> Task description: Rewrite the data starting with the line that contains "Where can the blue" and going on through the line that contains "<point>73,52</point>", keeping every line in that span. Scale only the coordinates listed after each "Target:" line by 0.3, rounding to whole numbers with halves going up, and leave all other text and numbers as they are.

Entries drawn from a collection

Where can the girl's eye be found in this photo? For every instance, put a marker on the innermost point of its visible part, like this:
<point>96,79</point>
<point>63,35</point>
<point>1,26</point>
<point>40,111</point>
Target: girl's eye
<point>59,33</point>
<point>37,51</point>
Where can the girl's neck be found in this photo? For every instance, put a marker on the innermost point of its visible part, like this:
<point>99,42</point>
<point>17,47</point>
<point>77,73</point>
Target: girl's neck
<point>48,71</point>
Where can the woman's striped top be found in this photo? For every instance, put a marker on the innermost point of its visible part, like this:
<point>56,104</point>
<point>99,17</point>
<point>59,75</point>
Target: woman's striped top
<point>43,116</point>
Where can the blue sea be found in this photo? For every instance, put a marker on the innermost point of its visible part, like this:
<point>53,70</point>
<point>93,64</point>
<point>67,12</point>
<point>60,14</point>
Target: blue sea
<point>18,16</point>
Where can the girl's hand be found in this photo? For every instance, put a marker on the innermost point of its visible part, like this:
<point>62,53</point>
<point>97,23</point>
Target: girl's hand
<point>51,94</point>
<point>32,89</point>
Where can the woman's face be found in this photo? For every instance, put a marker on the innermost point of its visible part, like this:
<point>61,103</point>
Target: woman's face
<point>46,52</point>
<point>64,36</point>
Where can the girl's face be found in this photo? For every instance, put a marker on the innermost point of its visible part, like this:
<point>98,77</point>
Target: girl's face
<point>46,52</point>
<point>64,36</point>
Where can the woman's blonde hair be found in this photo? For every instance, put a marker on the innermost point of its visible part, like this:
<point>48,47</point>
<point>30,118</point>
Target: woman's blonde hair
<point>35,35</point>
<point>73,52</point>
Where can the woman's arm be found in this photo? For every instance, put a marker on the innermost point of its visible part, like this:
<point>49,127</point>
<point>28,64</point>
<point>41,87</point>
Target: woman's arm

> Task solution:
Where can the blue sea be found in this photo? For every instance, put a marker on the innermost point of its visible part, like this:
<point>53,70</point>
<point>93,64</point>
<point>67,12</point>
<point>60,14</point>
Target: blue sea
<point>5,5</point>
Where can the girl's hand be found in this photo? For every instance, put a marker on the innermost point of its visible part, like this:
<point>62,53</point>
<point>97,23</point>
Target: girl's hand
<point>15,28</point>
<point>10,27</point>
Where can the woman's face be found in this photo? For every instance, put a marker on the innermost point of its visible part, like this:
<point>61,103</point>
Target: woman's face
<point>14,16</point>
<point>19,11</point>
Where can the girl's face be found in this photo? For every instance, put a marker on the innermost point of its visible part, like this:
<point>98,77</point>
Target: girl's face
<point>14,16</point>
<point>19,11</point>
Where can the woman's blonde hair be found in this photo? For every instance, put a marker on the innermost point of its visible part, like this:
<point>48,47</point>
<point>30,118</point>
Target: woman's blonde hair
<point>11,11</point>
<point>22,16</point>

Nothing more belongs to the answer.